▶ Prompt
Print all of the lines exactly. Any picture among them stays out.
++++++++++++++++++++
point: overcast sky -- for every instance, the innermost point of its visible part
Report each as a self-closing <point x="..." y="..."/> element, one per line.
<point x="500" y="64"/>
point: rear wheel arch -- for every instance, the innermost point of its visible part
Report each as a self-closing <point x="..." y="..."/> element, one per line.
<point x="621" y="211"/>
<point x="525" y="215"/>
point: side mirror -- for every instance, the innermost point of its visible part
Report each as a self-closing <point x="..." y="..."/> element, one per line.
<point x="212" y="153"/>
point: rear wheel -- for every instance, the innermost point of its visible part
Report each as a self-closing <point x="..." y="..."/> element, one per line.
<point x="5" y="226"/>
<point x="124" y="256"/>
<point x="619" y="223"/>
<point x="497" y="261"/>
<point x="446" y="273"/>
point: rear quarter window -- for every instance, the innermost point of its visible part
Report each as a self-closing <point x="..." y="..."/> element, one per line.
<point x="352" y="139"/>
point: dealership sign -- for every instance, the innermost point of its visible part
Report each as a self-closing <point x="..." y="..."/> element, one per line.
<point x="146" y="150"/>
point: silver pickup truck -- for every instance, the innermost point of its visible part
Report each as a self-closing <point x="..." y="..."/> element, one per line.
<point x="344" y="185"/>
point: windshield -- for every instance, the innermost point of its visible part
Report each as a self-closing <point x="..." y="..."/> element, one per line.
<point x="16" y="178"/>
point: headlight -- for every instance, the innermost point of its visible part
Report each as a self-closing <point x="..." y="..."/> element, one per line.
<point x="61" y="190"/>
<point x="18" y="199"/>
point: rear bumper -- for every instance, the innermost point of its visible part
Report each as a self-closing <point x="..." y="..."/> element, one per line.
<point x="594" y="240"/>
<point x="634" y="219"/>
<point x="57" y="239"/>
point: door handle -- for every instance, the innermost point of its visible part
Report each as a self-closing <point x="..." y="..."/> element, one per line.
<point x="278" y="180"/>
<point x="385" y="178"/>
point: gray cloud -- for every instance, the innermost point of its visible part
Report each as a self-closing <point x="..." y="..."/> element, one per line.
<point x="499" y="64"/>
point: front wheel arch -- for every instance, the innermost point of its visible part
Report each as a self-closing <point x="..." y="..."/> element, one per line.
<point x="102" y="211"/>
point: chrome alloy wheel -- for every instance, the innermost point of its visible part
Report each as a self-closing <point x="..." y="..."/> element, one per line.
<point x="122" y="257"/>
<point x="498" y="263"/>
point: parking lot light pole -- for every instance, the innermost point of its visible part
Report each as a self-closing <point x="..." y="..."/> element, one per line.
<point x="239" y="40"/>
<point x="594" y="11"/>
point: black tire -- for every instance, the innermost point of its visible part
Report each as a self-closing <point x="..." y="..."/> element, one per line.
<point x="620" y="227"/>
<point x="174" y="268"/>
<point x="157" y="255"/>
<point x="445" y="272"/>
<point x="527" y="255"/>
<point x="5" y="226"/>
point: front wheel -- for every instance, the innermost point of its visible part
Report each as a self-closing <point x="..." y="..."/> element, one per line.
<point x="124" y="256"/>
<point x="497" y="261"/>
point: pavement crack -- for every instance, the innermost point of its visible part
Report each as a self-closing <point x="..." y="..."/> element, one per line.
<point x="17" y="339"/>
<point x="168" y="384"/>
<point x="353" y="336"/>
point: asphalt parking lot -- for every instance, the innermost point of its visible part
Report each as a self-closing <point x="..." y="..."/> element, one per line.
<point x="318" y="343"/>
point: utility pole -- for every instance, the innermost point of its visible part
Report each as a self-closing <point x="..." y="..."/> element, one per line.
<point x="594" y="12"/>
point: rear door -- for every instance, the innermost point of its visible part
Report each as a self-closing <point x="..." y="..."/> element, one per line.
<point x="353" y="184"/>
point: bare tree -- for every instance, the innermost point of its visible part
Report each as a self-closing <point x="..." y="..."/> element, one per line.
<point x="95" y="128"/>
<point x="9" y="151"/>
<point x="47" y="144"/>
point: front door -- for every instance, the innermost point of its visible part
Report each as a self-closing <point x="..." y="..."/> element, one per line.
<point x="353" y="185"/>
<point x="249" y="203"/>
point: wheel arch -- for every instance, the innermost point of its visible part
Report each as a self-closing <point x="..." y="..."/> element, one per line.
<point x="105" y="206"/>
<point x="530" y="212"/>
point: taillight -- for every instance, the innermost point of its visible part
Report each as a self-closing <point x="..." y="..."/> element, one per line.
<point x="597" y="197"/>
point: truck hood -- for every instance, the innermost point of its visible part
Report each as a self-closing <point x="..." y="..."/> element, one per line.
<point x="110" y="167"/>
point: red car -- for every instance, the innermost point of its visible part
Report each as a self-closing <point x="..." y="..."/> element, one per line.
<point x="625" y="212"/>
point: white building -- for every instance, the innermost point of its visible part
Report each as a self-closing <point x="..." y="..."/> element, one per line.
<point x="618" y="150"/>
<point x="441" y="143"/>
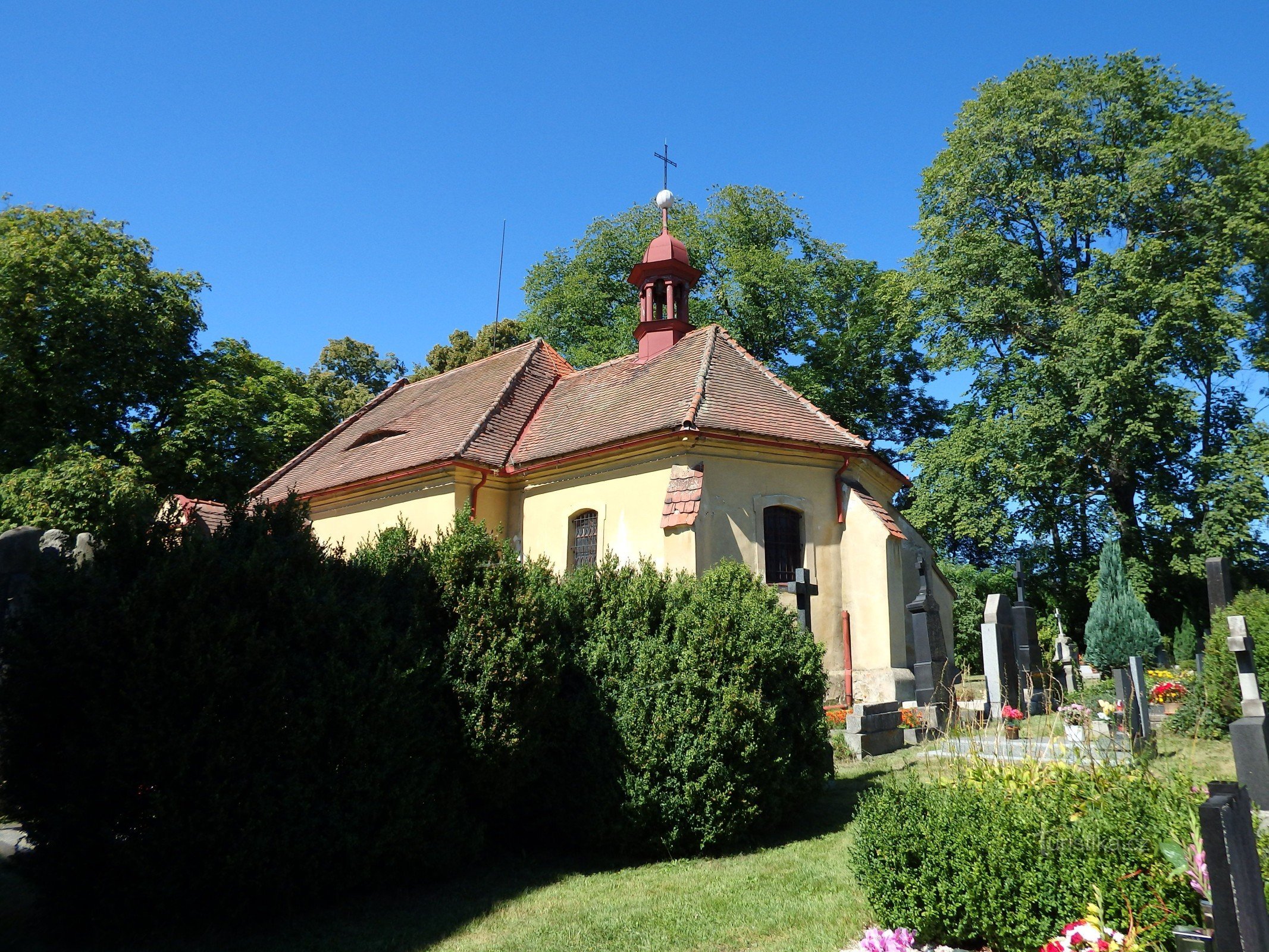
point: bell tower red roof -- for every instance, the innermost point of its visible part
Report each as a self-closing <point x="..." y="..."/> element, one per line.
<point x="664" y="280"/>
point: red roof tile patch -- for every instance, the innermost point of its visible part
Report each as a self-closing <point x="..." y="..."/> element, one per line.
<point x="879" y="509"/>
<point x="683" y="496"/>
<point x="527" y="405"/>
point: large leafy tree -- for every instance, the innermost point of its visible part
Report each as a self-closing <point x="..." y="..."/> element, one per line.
++++++++++++++++++++
▶ Reply to the exercise
point: overcast sky -- for every instance, the innermost point of its visible part
Report each as a self-closing <point x="..." y="..."/> element, one per line.
<point x="500" y="64"/>
point: rear wheel arch -- for every instance, the innermost point of its visible part
Report each as a self-closing <point x="..." y="..."/> element, one per line.
<point x="621" y="211"/>
<point x="525" y="215"/>
point: side mirror -- for every instance, the innermost point of its visible part
Report each as a self-closing <point x="..." y="..."/> element, one per line.
<point x="212" y="153"/>
point: rear wheel -- for every instance, the innermost point of its visible part
Report each as a self-closing <point x="..." y="..."/> element, one per line.
<point x="5" y="226"/>
<point x="124" y="256"/>
<point x="619" y="223"/>
<point x="497" y="261"/>
<point x="446" y="273"/>
point: rear quarter window -- for every instance, the innermost point of its visible part
Report each as a self-closing <point x="..." y="..."/> element, one per line.
<point x="352" y="139"/>
point: dealership sign -- for every instance, the innermost point of its visible part
Report each as a self-closing <point x="..." y="..."/> element, one per line.
<point x="146" y="150"/>
point: silver pickup truck -- for every instance, the innermost point of its visible part
Report each as a self-closing <point x="..." y="..."/> element, one per line.
<point x="344" y="185"/>
point: windshield -- for every instance, the innermost point of its visible part
Report each as a self-closing <point x="..." y="..."/> element, one per line.
<point x="16" y="178"/>
point: headlight -- for every instance, the innermost point of its visible part
Report each as a self-closing <point x="..." y="..."/> element, one per line.
<point x="61" y="190"/>
<point x="18" y="199"/>
point: rear bumper -- for every instance, the innermost point of its visible part
Report each as a self-closing <point x="..." y="..."/> element, one per line.
<point x="594" y="240"/>
<point x="634" y="219"/>
<point x="57" y="239"/>
point: door handle -- for every instance, the innermost point of its visible part
Report each as a self-closing <point x="..." y="..."/> element, one per line.
<point x="278" y="180"/>
<point x="385" y="178"/>
point: gray cloud -- for every instance, the innermost point of its visible part
Report each as a self-closing <point x="..." y="..."/> element, one per line.
<point x="499" y="64"/>
point: front wheel arch -- for every instance, the innermost point of its visible part
Report each as a self-closing <point x="..." y="..."/> element, one per line.
<point x="102" y="211"/>
point: chrome alloy wheel -- for every instance, the innermost point of its visible part
Report each as a self-closing <point x="..." y="..."/> element, one per line.
<point x="122" y="257"/>
<point x="498" y="263"/>
point: parking lot light pole -- for every instance, the innermost point of its visible part
Report each as a self-closing <point x="..." y="..."/> element, one per line.
<point x="239" y="40"/>
<point x="594" y="11"/>
point: black tire -- for every instance, the innermost point of its visible part
Report each as a self-closing <point x="..." y="..."/> element, one per line.
<point x="620" y="227"/>
<point x="174" y="268"/>
<point x="157" y="255"/>
<point x="445" y="272"/>
<point x="527" y="255"/>
<point x="5" y="226"/>
point: front wheel -- for every instance, the innermost point of its visible part
Report each as a self-closing <point x="..." y="..."/> element, one per line.
<point x="124" y="256"/>
<point x="497" y="261"/>
point: pavement crack -- for every instance, the innermost point of its visible part
Report each as a self-closing <point x="..." y="..."/> element, one per line.
<point x="17" y="339"/>
<point x="168" y="384"/>
<point x="353" y="336"/>
point: asphalt parking lot -- for every instance, the innermost point of its visible part
Report each as a self-closing <point x="..." y="..."/> element, one per line.
<point x="318" y="343"/>
point: utility pole -- for every instance, the innermost point of its visible part
Report each as a self-closing <point x="..." y="..."/> element, one per line.
<point x="594" y="12"/>
point: rear door -- for every instance, the innermost point of its visible part
Report each as a self-closing <point x="..." y="..."/> element, one per line.
<point x="353" y="184"/>
point: bare tree -- for every instance, the innermost point of its visible part
Report each as a self-closing <point x="..." y="..."/> element, one per line.
<point x="95" y="128"/>
<point x="9" y="151"/>
<point x="47" y="144"/>
point: front door -- for every instance, the innermost point of its visible part
Report each as a self-closing <point x="..." y="..."/> element, one per line.
<point x="353" y="185"/>
<point x="249" y="203"/>
point: wheel arch -- for every instance, the innermost point of its visible part
Report each as a self-closing <point x="..." y="..."/> element, one per line.
<point x="105" y="206"/>
<point x="530" y="212"/>
point: taillight -- for every instance, the innermost point of its visible part
Report each as a self-closing <point x="..." y="..."/> element, one per line.
<point x="597" y="197"/>
point: truck hood -- for every instance, the innermost point of its visible part
Report each as a self-closing <point x="..." y="..."/> element, one per line.
<point x="110" y="167"/>
point: red car -- for every instance, the innermost point of its visible part
Report each as a self-closing <point x="..." y="..."/> element, one per line.
<point x="625" y="212"/>
point: white building -- for every instance, the innermost point of its visible part
Report each as a self-closing <point x="..." y="..."/> element, one per line.
<point x="618" y="150"/>
<point x="441" y="143"/>
point: bell tower red roof -- for every instance, the innermost point of its visible part
Report each as a self-closing <point x="..." y="..."/> element, one per line.
<point x="664" y="280"/>
point: red roof tile patch -- for every instance, the innermost point of its visible part
Report each as a self-closing <point x="..." y="..."/> element, one per line.
<point x="879" y="509"/>
<point x="683" y="496"/>
<point x="527" y="405"/>
point: large leafy tree -- for every instance, the innermost point of its visible part
Report each as a self-closing <point x="..." y="..."/> element, one per line.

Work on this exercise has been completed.